**Problem requirements:** Instruction for the data below: set down exactly the lines from the line with "Target: grey sneaker" to the line with "Every instance gets one point. Tag the black face", inclusive, and no others.

**Supplied records:**
====

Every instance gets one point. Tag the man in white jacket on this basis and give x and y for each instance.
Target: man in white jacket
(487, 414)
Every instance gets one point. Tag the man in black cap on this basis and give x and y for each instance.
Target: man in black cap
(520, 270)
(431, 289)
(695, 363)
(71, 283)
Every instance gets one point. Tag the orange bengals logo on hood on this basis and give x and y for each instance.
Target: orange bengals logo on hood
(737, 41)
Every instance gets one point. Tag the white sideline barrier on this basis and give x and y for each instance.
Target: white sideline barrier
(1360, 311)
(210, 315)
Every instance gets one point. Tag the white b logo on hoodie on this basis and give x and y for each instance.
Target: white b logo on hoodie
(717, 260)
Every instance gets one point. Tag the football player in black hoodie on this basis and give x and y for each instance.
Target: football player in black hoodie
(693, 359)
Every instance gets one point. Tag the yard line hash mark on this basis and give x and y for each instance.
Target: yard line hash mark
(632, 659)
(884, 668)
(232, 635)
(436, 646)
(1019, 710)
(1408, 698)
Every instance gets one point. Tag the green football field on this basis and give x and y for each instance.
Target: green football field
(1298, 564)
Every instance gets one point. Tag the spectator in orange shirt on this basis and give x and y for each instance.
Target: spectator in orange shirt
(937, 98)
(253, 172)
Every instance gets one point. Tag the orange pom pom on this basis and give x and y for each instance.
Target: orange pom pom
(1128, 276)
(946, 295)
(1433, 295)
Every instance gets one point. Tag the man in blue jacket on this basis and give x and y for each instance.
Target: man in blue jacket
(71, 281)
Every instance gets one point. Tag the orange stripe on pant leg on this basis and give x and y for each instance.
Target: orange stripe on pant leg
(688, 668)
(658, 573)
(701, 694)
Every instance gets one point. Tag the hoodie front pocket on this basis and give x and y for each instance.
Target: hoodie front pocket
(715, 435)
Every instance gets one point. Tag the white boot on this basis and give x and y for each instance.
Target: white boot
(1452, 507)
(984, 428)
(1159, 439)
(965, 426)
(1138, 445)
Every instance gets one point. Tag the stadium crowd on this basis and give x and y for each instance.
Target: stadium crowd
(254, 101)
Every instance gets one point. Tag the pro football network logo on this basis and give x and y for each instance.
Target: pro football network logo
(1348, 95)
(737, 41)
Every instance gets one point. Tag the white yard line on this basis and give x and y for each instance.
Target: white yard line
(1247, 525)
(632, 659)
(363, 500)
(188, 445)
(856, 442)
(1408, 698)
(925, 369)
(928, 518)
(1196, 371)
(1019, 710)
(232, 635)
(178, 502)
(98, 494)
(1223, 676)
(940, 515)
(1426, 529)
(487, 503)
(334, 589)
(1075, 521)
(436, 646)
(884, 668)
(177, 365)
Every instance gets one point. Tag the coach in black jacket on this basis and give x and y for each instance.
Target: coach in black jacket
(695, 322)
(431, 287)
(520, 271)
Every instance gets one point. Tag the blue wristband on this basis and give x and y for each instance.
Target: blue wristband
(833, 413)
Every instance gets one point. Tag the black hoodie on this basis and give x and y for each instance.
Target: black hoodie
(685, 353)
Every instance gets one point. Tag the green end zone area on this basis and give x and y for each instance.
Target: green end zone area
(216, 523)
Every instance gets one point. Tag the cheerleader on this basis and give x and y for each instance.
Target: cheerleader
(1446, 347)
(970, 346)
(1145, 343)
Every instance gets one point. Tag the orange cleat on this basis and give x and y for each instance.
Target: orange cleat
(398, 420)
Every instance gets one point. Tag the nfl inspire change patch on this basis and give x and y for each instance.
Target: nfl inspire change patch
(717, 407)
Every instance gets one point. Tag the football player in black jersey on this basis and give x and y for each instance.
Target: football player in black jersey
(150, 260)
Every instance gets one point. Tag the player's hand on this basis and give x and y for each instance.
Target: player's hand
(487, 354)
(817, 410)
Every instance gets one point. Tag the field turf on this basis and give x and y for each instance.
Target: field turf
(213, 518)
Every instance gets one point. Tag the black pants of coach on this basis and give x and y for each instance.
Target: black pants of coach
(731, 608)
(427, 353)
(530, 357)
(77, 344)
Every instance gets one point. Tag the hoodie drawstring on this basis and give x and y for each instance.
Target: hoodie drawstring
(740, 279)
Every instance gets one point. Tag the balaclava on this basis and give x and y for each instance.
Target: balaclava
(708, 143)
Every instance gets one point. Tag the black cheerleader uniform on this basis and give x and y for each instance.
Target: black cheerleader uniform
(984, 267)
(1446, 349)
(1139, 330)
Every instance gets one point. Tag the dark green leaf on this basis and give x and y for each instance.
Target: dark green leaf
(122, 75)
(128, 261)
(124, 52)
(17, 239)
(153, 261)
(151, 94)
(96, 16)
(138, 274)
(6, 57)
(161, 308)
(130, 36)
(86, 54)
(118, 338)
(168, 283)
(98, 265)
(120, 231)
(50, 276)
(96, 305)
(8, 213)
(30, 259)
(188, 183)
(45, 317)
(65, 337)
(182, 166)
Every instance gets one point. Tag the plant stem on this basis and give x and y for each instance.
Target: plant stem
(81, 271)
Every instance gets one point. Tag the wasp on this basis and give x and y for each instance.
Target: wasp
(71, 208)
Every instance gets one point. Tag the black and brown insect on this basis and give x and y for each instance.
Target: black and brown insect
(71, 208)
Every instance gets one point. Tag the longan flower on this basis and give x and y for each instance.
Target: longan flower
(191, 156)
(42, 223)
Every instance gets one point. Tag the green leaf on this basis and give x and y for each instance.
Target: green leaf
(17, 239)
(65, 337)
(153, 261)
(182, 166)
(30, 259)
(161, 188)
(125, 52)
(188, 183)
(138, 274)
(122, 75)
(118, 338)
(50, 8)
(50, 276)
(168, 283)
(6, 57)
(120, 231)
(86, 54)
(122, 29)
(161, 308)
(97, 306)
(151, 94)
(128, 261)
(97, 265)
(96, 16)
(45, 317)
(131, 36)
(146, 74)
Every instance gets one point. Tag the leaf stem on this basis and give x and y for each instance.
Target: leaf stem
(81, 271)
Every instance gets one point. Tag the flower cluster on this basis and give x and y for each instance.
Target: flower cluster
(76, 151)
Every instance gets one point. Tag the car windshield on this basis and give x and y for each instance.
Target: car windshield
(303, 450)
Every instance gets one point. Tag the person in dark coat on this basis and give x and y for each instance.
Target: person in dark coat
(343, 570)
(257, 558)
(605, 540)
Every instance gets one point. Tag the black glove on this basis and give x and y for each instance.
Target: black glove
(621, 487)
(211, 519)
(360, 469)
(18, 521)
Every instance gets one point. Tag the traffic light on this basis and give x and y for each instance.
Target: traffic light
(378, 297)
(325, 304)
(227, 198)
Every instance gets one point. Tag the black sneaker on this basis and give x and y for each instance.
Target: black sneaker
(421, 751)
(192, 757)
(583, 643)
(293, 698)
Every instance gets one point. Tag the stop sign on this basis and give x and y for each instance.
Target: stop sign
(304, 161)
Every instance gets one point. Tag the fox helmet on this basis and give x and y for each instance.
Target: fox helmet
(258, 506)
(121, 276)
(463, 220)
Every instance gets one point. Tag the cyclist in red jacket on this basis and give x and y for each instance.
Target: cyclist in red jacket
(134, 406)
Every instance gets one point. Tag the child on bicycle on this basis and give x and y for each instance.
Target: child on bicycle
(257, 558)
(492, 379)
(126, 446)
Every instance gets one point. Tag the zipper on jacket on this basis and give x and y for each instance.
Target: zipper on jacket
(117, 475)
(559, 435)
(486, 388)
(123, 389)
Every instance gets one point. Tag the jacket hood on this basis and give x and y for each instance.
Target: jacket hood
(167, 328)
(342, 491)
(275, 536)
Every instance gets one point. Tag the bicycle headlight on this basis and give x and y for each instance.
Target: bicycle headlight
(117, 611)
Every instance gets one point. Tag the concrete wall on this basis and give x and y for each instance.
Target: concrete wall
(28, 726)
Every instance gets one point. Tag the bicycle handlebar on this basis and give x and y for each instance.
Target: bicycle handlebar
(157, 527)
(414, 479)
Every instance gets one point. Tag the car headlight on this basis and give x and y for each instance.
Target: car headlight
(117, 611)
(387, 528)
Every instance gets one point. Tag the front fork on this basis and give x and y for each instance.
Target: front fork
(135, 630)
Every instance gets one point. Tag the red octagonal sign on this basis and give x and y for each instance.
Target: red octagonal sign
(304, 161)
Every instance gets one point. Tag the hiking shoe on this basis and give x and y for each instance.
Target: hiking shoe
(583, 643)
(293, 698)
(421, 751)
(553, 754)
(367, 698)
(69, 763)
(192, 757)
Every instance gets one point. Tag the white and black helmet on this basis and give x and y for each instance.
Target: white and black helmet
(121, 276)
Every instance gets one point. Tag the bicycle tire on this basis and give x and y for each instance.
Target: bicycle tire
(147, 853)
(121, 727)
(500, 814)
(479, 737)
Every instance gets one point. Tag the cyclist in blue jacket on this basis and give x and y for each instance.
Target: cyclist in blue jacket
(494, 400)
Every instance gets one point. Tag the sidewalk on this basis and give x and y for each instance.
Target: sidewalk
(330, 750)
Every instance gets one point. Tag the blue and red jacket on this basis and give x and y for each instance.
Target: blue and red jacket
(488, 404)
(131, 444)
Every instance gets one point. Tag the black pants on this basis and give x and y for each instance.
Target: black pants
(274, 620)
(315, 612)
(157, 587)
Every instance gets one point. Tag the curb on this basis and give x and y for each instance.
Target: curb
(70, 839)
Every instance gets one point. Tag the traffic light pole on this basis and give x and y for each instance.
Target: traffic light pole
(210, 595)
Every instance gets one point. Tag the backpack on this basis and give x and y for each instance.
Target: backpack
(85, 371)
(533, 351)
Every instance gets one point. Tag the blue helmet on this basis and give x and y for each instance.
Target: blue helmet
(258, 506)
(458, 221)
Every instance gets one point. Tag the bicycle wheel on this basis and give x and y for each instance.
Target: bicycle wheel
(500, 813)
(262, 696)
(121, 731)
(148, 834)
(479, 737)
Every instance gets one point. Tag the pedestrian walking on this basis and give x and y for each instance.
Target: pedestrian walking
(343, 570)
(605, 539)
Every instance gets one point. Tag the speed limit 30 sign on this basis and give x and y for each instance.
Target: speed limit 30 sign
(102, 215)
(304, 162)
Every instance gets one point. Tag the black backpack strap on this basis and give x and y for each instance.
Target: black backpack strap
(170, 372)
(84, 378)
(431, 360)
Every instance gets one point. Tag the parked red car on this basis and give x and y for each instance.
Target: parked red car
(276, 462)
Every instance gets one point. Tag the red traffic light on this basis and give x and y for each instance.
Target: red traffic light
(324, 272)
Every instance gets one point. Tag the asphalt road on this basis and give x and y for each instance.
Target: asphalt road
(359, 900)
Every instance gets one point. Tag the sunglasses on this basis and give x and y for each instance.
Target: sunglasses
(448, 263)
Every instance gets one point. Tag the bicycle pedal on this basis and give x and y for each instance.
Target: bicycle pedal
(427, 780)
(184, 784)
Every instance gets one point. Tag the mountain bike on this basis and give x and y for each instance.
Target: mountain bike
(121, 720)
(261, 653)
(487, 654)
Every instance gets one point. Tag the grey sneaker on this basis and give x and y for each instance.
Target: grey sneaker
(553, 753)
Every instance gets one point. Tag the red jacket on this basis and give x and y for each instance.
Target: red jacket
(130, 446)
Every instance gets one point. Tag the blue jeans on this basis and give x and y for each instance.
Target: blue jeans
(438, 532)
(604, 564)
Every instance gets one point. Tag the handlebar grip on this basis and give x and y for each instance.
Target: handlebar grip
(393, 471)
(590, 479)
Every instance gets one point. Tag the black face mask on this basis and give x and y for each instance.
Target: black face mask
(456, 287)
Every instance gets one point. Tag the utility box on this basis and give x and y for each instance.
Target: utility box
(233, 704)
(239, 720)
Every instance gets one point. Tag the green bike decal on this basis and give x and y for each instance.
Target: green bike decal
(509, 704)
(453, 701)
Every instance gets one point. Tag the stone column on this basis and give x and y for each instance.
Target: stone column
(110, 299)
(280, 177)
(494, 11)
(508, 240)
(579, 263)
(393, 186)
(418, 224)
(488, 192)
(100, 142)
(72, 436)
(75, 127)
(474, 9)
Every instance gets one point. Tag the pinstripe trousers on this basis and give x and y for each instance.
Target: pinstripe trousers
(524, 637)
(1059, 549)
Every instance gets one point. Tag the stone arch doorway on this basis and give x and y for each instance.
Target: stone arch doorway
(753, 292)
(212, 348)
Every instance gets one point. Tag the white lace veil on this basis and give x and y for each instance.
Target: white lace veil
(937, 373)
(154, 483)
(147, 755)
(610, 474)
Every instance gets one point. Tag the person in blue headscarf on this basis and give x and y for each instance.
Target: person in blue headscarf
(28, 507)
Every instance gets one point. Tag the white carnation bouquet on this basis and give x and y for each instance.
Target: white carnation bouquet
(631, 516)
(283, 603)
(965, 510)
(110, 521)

====

**Solution to this task:**
Target: grey sneaker
(553, 753)
Every instance gets one point. Tag the red jacket on this basis and give x and y for each instance.
Target: red jacket
(130, 446)
Every instance gets one point. Tag the blue jeans on this basis and give x and y for each instance.
Target: blue jeans
(438, 532)
(604, 564)
Every instance gets one point. Tag the handlebar grip on this basis and give x and y for each instance.
Target: handlebar grip
(393, 471)
(590, 479)
Every instance gets one point. Tag the black face mask on this basis and give x and y for each instance.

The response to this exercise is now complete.